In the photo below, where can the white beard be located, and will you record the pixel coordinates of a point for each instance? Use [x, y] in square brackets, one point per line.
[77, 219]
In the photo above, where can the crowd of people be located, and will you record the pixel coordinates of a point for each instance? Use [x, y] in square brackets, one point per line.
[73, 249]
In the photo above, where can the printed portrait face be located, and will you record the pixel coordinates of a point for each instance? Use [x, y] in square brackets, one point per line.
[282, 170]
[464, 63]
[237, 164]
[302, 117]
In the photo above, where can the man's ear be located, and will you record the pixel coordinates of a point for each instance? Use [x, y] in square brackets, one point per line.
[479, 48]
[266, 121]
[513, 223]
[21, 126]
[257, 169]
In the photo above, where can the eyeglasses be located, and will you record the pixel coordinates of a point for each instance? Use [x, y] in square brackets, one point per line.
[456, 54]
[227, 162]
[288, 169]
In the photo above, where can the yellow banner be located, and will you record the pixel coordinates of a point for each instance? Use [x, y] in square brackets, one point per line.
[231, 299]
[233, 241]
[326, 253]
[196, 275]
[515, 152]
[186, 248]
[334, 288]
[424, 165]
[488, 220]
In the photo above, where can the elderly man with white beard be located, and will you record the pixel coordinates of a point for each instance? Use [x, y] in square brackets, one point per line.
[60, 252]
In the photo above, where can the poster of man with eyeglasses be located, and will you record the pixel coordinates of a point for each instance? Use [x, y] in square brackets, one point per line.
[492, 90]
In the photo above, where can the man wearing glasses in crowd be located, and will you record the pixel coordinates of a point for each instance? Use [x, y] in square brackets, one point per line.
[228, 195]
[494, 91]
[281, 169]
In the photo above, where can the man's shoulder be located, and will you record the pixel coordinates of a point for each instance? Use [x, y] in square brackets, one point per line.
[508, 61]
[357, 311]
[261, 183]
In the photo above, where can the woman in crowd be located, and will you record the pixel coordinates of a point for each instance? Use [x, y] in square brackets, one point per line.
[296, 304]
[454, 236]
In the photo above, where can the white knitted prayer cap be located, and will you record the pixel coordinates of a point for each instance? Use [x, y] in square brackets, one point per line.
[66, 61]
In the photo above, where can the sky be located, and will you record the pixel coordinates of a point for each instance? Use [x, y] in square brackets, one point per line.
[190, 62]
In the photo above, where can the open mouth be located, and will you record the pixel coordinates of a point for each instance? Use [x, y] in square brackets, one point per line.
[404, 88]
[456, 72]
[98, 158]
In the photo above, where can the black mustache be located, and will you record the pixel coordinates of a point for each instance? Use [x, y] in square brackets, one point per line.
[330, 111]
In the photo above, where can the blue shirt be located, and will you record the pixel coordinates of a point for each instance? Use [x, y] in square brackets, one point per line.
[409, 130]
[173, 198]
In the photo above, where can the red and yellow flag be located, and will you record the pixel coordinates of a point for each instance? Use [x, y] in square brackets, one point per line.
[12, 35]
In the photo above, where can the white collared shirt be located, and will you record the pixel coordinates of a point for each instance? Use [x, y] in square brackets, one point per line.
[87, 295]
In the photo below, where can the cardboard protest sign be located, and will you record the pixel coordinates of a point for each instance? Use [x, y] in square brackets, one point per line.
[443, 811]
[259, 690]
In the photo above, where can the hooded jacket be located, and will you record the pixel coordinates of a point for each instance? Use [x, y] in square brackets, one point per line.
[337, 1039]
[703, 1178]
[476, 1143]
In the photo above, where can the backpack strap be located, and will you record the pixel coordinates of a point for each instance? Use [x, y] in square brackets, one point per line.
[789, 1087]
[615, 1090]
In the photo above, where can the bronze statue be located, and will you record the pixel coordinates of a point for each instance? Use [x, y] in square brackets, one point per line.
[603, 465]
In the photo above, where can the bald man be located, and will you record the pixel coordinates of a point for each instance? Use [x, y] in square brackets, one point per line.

Instructions for the task> Retype all of the lines above exactly as they appear.

Solution to this exercise>
In the photo below, where can the white beard be located, and will you record the pixel coordinates of a point for each instance? Use [x, y] in square brackets, one point per line.
[77, 219]
In the photo above, where can the crowd of people be located, and will you record the pixel coordinates of a point for each instance? Use [x, y] in square brackets, one point per line.
[73, 249]
In the photo above, where can the printed portrait face be located, and will you record the pixel coordinates of a point for each instance? Use [x, y] in square brackets, one point per line.
[282, 170]
[464, 63]
[237, 164]
[302, 117]
In the photo above, where can the man's ear be located, and will you record the pixel coordinates of a point for each instance? Use [x, y] in square brackets, one point per line.
[479, 48]
[266, 121]
[513, 223]
[21, 126]
[257, 169]
In the photo above, where can the eyeglasses be located, and will you record the pixel coordinates of a point for each instance? Use [x, y] in square brackets, one point per line.
[456, 54]
[227, 162]
[288, 169]
In the photo above, where can the yellow banner be located, and will you record the pixel coordinates of a point for each instance? Use [x, y] in square brackets, one point per line.
[231, 299]
[233, 241]
[326, 253]
[196, 275]
[515, 152]
[186, 248]
[334, 288]
[424, 165]
[488, 220]
In the photo above, where can the elderly man with white beard be located, and will you record the pixel coordinates of a point for each instance? Use [x, y] in square brackets, one point per line.
[60, 252]
In the photo above, where can the poster of man with eyeglasses be located, and will you record the pixel coordinates of a point for each instance? Use [x, y] in square brackets, one point per line.
[492, 90]
In the photo above, where can the man wearing glasses in crowd be located, and will you record the pixel coordinates of a point for each instance? Use [x, y] in square brackets, one point per line.
[228, 195]
[494, 91]
[281, 169]
In the photo above, where can the man's shoulder be located, and will you record the pixel coordinates of a point for each instance? Use [x, y] in square brackets, one point per line.
[508, 61]
[357, 311]
[261, 183]
In the photo above, where can the woman in crowd be located, and will you record the pixel coordinates of a point for each instance? Use [x, y] in square brackets, one point per line.
[296, 304]
[454, 236]
In the photo above, where can the white knitted prayer cap be located, and will you record the pixel coordinates of a point for each instance? Use [x, y] in square brackets, one point per line.
[66, 61]
In the photo above, where can the sky be located, and will you record the pixel coordinates of a point for each instance? Use [x, y] in square brackets, one point per line.
[190, 62]
In the photo above, where can the open mouth be located, and will you record the pixel coordinates of a point for each instance? Use [x, y] in square brackets, one point per line.
[404, 88]
[456, 72]
[98, 158]
In the photo above, where can the black mustache be located, and will you record the pixel coordinates of a point for each instance? Use [x, y] in square brackets, one point per line.
[330, 111]
In the photo above, where can the blue shirt be located, and will you record the pixel coordinates of a point for each instance? Use [x, y] in square brackets, one point per line.
[409, 130]
[173, 198]
In the photo above, where can the red and yellow flag be located, and will you record the pixel coordinates of a point for each instance? Use [x, y] in square brackets, one point per line.
[12, 35]
In the photo above, where can the white collared shirt be located, and will you record the pixel coordinates of a point for each instance? Use [x, y] in square brackets, one point per line.
[87, 295]
In the photo below, where can the cardboard protest sign be located, and will you record the pixel coordinates of a point for each instance? Use [x, y] in square brackets, one point per line.
[443, 811]
[259, 690]
In the photo above, where can the hooded jacket be located, and will you record the pixel coordinates of a point for each instance? Use [x, y] in square brackets, one point per line.
[337, 1039]
[703, 1178]
[476, 1143]
In the photo above, where can the backpack strap be located, and will you record the pixel coordinates of a point for each instance? Use [x, y] in square brackets, one point per line.
[789, 1087]
[615, 1090]
In the photo above, where can the bronze statue be located, and will you record the pixel coordinates of a point for each instance? Use [x, y] in square brackets, one point per line.
[603, 465]
In the photo above, where can the bald man be located, and will you record the pixel coordinates of a point for each instance? Use [x, y] in square brackets, one point per line.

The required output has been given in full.